--- start of Text excerpt ---

-
- Price band
-
£ £ £ £ £
- ABV
- 52.2%
- Production type
- Single malt whisky
- Region
- Speyside
- Flavour camp
- Fruity & Spicy
- Nose
Silky and sophisticated with the alcohol giving lift rather than burn. A fabulously mature and elegant nose of apricot, guava and mango backed by dazzling sweet spices. There’s a touch of cream and a lift of nectarine-like acidity. In time it deepens into vetiver, and amber. With water there’s a reminiscence of an old leather schoolbag and thick honey. Hugely impressive.
- Palate
As is often the case, such a huge nose leads to a slightly shy palate which needs time to open and for you to concentrate on. It’s more pollen-like, sweet and lightly oaked with a dense quality that brings to mind Jamaican pineapple rum. A real physicality.
- Finish
Long, slighty oily.

--- end of Text excerpt ---
--- start of Records provided ---

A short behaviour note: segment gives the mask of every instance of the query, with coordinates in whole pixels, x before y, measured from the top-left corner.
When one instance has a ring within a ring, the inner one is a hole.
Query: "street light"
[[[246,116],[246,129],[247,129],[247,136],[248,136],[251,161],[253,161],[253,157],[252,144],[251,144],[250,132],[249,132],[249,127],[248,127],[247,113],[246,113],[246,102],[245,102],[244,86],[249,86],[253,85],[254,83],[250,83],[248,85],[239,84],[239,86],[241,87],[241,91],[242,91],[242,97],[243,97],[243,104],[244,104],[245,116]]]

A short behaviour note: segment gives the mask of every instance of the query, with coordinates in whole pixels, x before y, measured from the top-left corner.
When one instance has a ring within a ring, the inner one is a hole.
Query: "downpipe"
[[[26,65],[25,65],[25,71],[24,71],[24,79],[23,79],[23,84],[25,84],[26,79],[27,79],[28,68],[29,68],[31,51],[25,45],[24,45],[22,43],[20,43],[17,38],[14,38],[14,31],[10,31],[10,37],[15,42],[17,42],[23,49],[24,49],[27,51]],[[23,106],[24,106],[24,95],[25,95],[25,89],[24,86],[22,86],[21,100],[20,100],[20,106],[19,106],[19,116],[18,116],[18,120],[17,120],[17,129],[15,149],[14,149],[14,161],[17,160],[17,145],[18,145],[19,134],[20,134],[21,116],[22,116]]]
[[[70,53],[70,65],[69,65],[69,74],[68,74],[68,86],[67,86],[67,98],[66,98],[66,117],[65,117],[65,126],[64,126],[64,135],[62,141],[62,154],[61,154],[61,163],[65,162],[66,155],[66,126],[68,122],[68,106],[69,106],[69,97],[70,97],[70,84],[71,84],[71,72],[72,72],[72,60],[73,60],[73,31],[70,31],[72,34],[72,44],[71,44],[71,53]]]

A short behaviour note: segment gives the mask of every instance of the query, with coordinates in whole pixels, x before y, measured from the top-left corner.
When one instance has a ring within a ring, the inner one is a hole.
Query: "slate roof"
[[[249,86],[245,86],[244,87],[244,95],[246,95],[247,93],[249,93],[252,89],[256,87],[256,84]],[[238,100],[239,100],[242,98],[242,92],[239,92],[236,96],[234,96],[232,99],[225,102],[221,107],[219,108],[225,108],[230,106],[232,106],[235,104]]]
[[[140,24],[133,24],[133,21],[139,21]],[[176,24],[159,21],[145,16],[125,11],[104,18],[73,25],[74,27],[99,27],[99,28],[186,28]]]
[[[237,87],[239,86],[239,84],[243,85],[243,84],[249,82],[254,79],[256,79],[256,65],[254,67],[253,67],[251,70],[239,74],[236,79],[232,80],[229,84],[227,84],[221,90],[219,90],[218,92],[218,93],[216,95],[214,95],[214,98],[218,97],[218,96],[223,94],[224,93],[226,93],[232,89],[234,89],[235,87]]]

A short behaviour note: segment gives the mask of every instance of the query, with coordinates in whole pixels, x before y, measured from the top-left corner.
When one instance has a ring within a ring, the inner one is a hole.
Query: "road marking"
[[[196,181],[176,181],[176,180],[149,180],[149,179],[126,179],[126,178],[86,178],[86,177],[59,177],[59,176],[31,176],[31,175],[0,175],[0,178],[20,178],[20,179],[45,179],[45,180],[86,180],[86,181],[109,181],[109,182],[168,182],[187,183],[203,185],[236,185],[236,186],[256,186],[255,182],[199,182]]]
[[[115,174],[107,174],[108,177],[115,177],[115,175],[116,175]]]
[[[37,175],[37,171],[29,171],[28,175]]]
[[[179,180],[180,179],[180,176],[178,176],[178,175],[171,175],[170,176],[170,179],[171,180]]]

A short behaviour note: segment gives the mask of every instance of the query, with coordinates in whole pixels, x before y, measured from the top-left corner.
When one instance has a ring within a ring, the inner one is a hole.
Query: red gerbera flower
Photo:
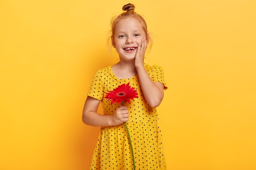
[[[121,102],[127,102],[130,103],[130,99],[138,97],[137,91],[134,87],[131,87],[129,83],[118,86],[112,91],[108,91],[108,93],[106,93],[105,98],[108,101],[112,101],[111,105],[115,102],[118,103]]]

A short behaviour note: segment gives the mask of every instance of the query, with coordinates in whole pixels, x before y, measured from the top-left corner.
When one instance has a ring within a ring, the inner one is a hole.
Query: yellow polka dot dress
[[[162,68],[157,65],[145,64],[149,76],[154,82],[165,86]],[[120,79],[112,71],[112,66],[100,69],[96,73],[88,95],[101,101],[103,114],[111,115],[121,103],[110,105],[105,98],[106,93],[123,84],[130,83],[137,91],[139,97],[126,103],[129,111],[127,122],[132,147],[136,170],[166,170],[163,152],[162,136],[156,108],[147,103],[137,75]],[[132,170],[132,159],[129,139],[124,124],[102,127],[91,162],[90,170]]]

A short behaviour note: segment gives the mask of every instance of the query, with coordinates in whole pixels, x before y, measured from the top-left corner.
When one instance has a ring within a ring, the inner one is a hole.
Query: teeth
[[[135,49],[135,48],[127,48],[126,49],[126,50],[134,50]]]

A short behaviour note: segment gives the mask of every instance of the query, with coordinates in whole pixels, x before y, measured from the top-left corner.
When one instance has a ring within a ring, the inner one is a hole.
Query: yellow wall
[[[0,170],[88,169],[99,128],[82,108],[95,72],[117,61],[110,20],[130,2],[169,88],[158,108],[168,169],[256,169],[255,0],[4,0]]]

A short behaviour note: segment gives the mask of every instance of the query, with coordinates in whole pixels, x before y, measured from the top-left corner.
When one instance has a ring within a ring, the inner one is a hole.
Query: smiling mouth
[[[132,51],[133,50],[135,50],[135,49],[136,49],[137,48],[135,47],[128,47],[128,48],[126,48],[125,49],[124,49],[125,51]]]

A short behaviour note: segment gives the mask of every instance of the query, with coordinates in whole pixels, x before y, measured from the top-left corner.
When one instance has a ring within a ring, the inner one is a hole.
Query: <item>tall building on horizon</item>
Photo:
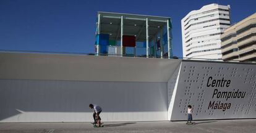
[[[221,59],[220,35],[230,25],[230,6],[211,4],[181,20],[186,58]]]
[[[223,60],[256,62],[256,13],[228,28],[221,37]]]

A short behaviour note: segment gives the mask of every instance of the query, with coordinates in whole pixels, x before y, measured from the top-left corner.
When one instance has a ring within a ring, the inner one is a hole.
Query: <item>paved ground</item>
[[[0,123],[0,132],[256,132],[256,119],[200,121],[185,122],[105,123],[94,128],[89,123]]]

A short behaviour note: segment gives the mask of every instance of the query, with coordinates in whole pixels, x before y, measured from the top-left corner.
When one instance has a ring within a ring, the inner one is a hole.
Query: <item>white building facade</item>
[[[181,20],[183,57],[221,59],[220,35],[230,25],[230,6],[211,4]]]

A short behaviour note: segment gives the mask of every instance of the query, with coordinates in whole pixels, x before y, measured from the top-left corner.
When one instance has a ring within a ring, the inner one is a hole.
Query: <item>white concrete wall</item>
[[[180,60],[0,53],[0,123],[166,121]]]
[[[0,122],[166,121],[166,83],[0,79]]]

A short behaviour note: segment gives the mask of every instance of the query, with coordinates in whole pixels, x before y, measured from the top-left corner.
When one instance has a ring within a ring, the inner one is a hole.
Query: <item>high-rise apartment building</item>
[[[256,13],[221,34],[223,60],[256,61]]]
[[[183,57],[221,59],[220,35],[230,25],[230,6],[211,4],[181,20]]]

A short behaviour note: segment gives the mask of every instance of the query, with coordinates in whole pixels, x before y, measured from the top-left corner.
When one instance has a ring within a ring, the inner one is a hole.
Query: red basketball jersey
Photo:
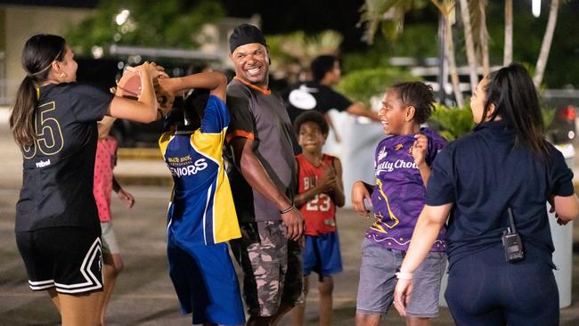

--- end of Records provided ---

**Problem description**
Write the next part of the Speyside single malt tasting notes, starting after their final line. The material above comes from a different source than the text.

**Answer for this exercise**
- Conclusion
It’s like some of the very old BenRiachs but with a richer and heavier mid-palate. A great whisky, but sadly it will cost you a pretty packet.
- Right place, right time
A gentleman pauses on a bench in Green Park, opens his briefcase and withdraws a mango.
- Price band
-
£ £ £ £ £
- ABV
- 51.5%
- Production type
- Single malt whisky
- Region
- Speyside
- Flavour camp
- Rich & Round
- Nose
We start in the gun room, but move quickly towards the kitchens where aromas of turmeric, garam masala, and lamb rogan josh lean out from under the door. This flies off as that very Craig lift of fruit and blossom takes charge alongside a (pleasant) sulphury lift. Underneath all of this is a feral, wild undertow. Water brings out more fireworks.
- Palate
A thick start, with good attack and central poise. It’s more on the earthy side of things with light grip and then exotic fruits. Palate-coating, then space dust, then the oily, dense, almost meaty distillery character.
- Finish
Fruits begin to break through.
- Conclusion
The funkiest and meatiest of a remarkable duo.
- Right place, right time
Eating curry around a campfire. Red eyes gleam in the woods around us.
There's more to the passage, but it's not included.